### Objective
Copy the entire listing below verbatim, line for line, and omit the pictures from your copy.

### Data shown
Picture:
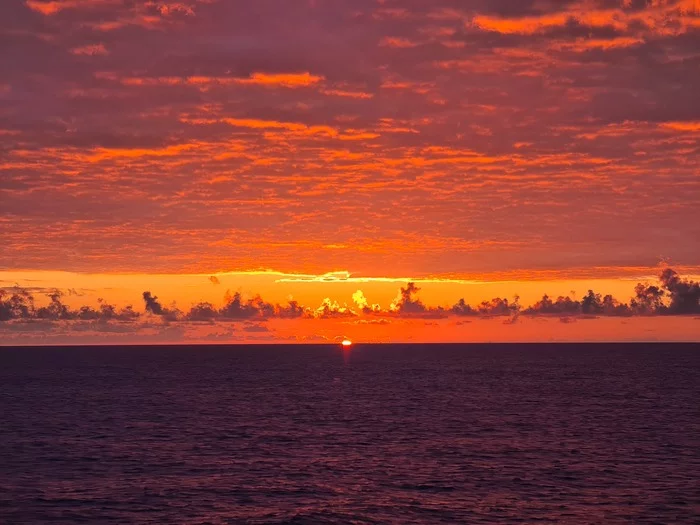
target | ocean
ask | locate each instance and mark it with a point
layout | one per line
(521, 433)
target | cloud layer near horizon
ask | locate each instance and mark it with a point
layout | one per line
(430, 137)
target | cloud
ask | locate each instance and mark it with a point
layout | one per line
(432, 138)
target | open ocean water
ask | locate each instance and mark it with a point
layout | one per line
(377, 434)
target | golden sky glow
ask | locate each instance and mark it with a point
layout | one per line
(478, 148)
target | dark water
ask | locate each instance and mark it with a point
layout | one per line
(383, 434)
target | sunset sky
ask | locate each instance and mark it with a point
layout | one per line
(307, 150)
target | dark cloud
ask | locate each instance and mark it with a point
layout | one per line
(673, 296)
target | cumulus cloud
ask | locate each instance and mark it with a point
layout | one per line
(50, 317)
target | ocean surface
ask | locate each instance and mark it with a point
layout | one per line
(376, 434)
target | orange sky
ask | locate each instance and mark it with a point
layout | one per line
(482, 148)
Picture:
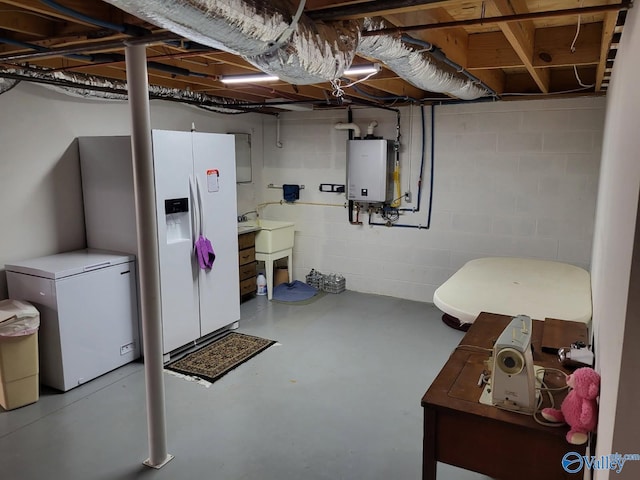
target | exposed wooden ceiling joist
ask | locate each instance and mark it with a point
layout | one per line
(513, 46)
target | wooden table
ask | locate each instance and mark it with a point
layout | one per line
(460, 431)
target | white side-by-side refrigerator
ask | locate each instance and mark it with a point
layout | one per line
(196, 194)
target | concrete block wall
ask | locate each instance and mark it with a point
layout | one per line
(511, 179)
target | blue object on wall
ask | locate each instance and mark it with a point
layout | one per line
(291, 193)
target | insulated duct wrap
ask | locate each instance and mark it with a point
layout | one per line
(92, 87)
(414, 66)
(7, 84)
(315, 53)
(242, 27)
(269, 35)
(274, 38)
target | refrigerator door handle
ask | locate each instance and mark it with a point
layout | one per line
(200, 208)
(194, 213)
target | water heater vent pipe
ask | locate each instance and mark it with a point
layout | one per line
(349, 126)
(370, 128)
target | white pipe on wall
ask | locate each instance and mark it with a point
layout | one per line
(349, 126)
(148, 266)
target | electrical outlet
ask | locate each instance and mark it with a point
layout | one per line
(126, 349)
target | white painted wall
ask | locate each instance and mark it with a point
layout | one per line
(40, 185)
(615, 284)
(511, 179)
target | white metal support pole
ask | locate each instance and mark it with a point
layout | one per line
(144, 186)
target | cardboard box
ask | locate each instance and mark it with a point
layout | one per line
(280, 275)
(19, 379)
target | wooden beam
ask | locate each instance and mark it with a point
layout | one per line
(95, 9)
(553, 46)
(452, 42)
(608, 30)
(373, 9)
(491, 50)
(495, 79)
(521, 36)
(25, 23)
(484, 21)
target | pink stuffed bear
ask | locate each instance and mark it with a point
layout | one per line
(579, 409)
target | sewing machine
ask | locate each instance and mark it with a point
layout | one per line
(512, 384)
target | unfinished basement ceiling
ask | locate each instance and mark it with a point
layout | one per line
(516, 48)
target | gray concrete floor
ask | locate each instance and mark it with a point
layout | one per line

### Written solution
Picture:
target | ocean
ask | locate each instance and mark it with a point
layout | one per line
(521, 433)
target | cloud layer near horizon
ask | locate each instance and mark it with a point
layout | one per line
(430, 137)
target | cloud
ask | locate each instance and mark it with a point
layout | one per line
(432, 138)
target | open ocean water
ask | locate each instance and mark it with a point
layout | one per line
(377, 434)
target | golden sky glow
ask | locate each instance and mark it with a point
layout | one per line
(478, 148)
target | dark water
ask | locate each instance and mark it with a point
layout | one per line
(383, 434)
target | sunset sky
ask | locate each instance and mark it with a point
layout | one per line
(307, 150)
target | dark cloud
ask | locate each instance and mark it with a point
layout | one per line
(673, 296)
target | cumulus cloud
ask | locate each instance and mark it with a point
layout | one per line
(50, 317)
target | ocean surface
ask | locate each instance and mark it with a point
layout | one per line
(376, 434)
target | orange sky
ask | locate each instance and mark it with a point
layout | one per line
(482, 148)
Picture:
target | exposed wooden ceiling joist
ask | locate each instance and mark it with a point
layout | one per line
(513, 46)
target | wooden table
ask | locate each instance and mark it with a point
layout | one per line
(460, 431)
target | white side-by-side refrigerator
ask | locate each instance and mark it with a point
layout | one per line
(196, 194)
target | concrete block wall
ask | locate each instance and mark it with a point
layout | one per line
(511, 179)
target | blue object on wall
ask | locate each instance and mark it with a point
layout | one per line
(291, 193)
target | insulated duct wrap
ask | locate each instance and mark it with a point
layout | one per line
(92, 87)
(414, 66)
(7, 84)
(315, 53)
(242, 27)
(269, 35)
(274, 38)
target | refrigerator door handle
ask | locate each instance and mark it with a point
layout | one per line
(200, 208)
(194, 213)
target | water heater vent pipe
ask | locate each instance and mark it with a point
layout | one per line
(349, 126)
(370, 128)
target | white pipe on wall
ask | locate each instance and mark it with a point
layout | one per line
(349, 126)
(148, 266)
target | electrical outlet
ask | locate each instance and mark it with a point
layout | one per line
(126, 349)
target | white painted wall
ask | locate each instance and mark it with a point
layout | one per line
(40, 185)
(615, 284)
(511, 179)
target | white metal support pole
ask | locate each instance and mark it with a point
layout | one per line
(144, 186)
target | cardboard box
ask | locate each instance and mark it with a point
layout | one per line
(280, 275)
(19, 379)
target | wooden beam
ask | locate each instance and mark it with a point
layout | one per line
(95, 9)
(553, 46)
(452, 42)
(608, 30)
(373, 9)
(491, 50)
(495, 79)
(521, 36)
(25, 23)
(484, 21)
target | pink stuffed bear
ask | locate each instance and mark it with a point
layout | one per line
(579, 409)
target | sewing machine
ask | locate each instance and mark it with a point
layout | one per line
(512, 384)
target | unfinished basement ceiling
ask | locate each instance and mark it with a point
layout | one per line
(516, 48)
target | gray concrete floor
ask | locate each instance and mark it with a point
layout | one per line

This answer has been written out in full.